PROBLEMS TO SOLVE
**1)** According to the passage about the Midtown Manhattan Study, how many people did the study's researchers canvass?
**2)** Rewrite the passage about the Midtown Manhattan Study from "Darrel Regier would" up to and including "a mental illness.", replacing "Manhattanites" with "New Yorkers".
**3)** Continue the passage about the Midtown Manhattan Study past its final sentence.

EXERCISE TEXT

== Segment start ==

Darrel Regier would have an answer for some of those questions. You think those numbers are high? Well, he would tell you, or at least he told me, you should see the Midtown Manhattan Study17. Regier started his training with the people who ran that project, which began in 1952, took ten years to complete, and was conducted exactly where you think it was. Researchers canvassed 1,911 Manhattanites and concluded, according to Regier, that 85 percent of the population had a mental illness.
When Regier graduated from Indiana University’s medical school in 1970, the Midtown Manhattan Study still constituted the standard epidemiology of mental illness. “I was just coming out of a residency where I was seeing really sick patients,” he said, “and I’m saying to myself, ‘What are they talking about over here with all of these people who have an occasional symptom but are never going to go into treatment? What is normality if 85 percent have a mental illness?’”
The Midtown Manhattan Study is a talking point for most defenders of the DSM. They cite that 85 percent number as evidence that even if the DSM is an imperfect document, and even if it catches an improbable number of people in its diagnostic net, at least it’s better than what we had in the old days. We in the mental health business call this a downward comparison, and we sometimes recommend one to our patients to help them put their problems in perspective. “Yes, it’s true your wife left you for your next-door neighbor,” you might say, “but at least your kids won’t have to commute as far as most children of divorce.” It’s usually a pretty lame intervention, as that example indicates, and to the extent that it’s successful, it’s often because you’re actually bolstering the patient’s self-esteem by pointing out that he’s better off than the next guy. Schadenfreudian therapy, you might call it.

== Segment end ==

STUDY MATERIAL
== Segment start ==

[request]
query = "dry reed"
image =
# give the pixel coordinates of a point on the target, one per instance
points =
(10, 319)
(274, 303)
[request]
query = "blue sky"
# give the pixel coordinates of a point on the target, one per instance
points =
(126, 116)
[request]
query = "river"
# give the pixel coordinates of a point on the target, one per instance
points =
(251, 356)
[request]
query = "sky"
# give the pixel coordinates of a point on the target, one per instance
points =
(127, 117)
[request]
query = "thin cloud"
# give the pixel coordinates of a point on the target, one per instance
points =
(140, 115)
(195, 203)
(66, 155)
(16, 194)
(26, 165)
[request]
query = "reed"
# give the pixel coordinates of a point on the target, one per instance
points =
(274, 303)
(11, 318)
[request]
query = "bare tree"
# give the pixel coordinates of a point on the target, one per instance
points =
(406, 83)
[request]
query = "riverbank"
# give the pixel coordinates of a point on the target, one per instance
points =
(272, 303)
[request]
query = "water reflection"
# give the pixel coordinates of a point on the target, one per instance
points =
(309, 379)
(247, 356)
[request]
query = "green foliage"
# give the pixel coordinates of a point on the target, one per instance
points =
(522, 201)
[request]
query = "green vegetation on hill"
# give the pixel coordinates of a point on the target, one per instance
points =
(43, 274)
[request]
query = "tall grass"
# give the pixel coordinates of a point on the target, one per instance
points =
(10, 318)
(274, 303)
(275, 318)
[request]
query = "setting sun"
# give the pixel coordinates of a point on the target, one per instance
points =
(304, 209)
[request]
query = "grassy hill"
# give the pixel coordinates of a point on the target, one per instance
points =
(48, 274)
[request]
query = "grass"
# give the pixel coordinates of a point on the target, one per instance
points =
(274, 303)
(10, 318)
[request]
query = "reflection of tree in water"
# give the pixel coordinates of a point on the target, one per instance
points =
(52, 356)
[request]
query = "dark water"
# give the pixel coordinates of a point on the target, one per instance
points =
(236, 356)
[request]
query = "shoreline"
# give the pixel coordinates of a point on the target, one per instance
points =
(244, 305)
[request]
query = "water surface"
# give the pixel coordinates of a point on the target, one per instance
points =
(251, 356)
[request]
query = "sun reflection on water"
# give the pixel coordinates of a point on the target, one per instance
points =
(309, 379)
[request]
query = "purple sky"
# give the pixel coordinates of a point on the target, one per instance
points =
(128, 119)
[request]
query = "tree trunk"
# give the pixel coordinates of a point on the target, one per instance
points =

== Segment end ==

TASK ANSWERS
**1)** 1,911 Manhattanites

**2)**
Darrel Regier would have an answer for some of those questions. You think those numbers are high? Well, he would tell you, or at least he told me, you should see the Midtown Manhattan Study17. Regier started his training with the people who ran that project, which began in 1952, took ten years to complete, and was conducted exactly where you think it was. Researchers canvassed 1,911 New Yorkers and concluded, according to Regier, that 85 percent of the population had a mental illness.

**3)**
You can’t exactly blame psychiatrists for grasping at this straw. But some straws are flimsier than others. Take that 85 percent number, for instance. The Midtown Manhattan Study team, which was headed by sociologist Leo Srole, never said that 85 percent of its subjects were mentally ill. In fact, Srole and his colleagues hadn’t set out to diagnose New Yorkers at all. Indeed, they wrote, they didn’t want to use the DSM or any other diagnostic system because they were “designed for classifying full-blown pathology18”—and didn’t do such a good job of defining it in the first place. So rather than ask19 about symptoms of mental illnesses, they asked about childhood fears of thunder and strangers, and current attitudes toward drinking and gambling. They solicited subjects’ worries about the atom bomb and old age. They asked whether they thought people talked behind their backs or if they wondered whether “anything is worthwhile” or if they believed that “most people think a lot about sex.” They paid attention to whether the interviewees were sloppy or neat, nervous or relaxed, if they were facetious, dull, or rambling. They attempted, in other words, to capture the everyday experience of the average citizen and to determine how much psychological suffering it entailed.
To make their assay, Srole’s team devised a six-point classification20 of symptom formation. People at the “healthy extreme” got a zero. At the next two stages were people who had “emotional disturbance without apparent constriction or disability,” and the last three ratings “span[ned] the morbidity range of the mental health spectrum.” These were the people whose symptoms had “crippling effects on the performance of . . . daily life roles”—as close to a working definition of mental illness as Srole’s team ventured.
Like Karl Menninger and most mainstream psychiatrists and sociologists at the time, Srole and his colleagues subscribed to the Freudian notion that between the dynamics of our psyches and the demands of civilization, virtually everyone was bound to be troubled and that, as they wrote, “mental illness and mental health [differed21] in degree rather than in kind.” So when it turned out that something like 85 percent of the subjects (the actual number is 81.5 percent22) scored more than a zero, the researchers could have been no more surprised than the audience at a Woody Allen movie would be to discover that most Manhattanites are at least a little neurotic. But Srole and his team weren’t making the ridiculous claim that 85 percent of us are mentally ill. Rather, they were reporting the unremarkable finding that if you sit down with people and ask them about their emotional lives, you will find that most of them will confess to some difficulty.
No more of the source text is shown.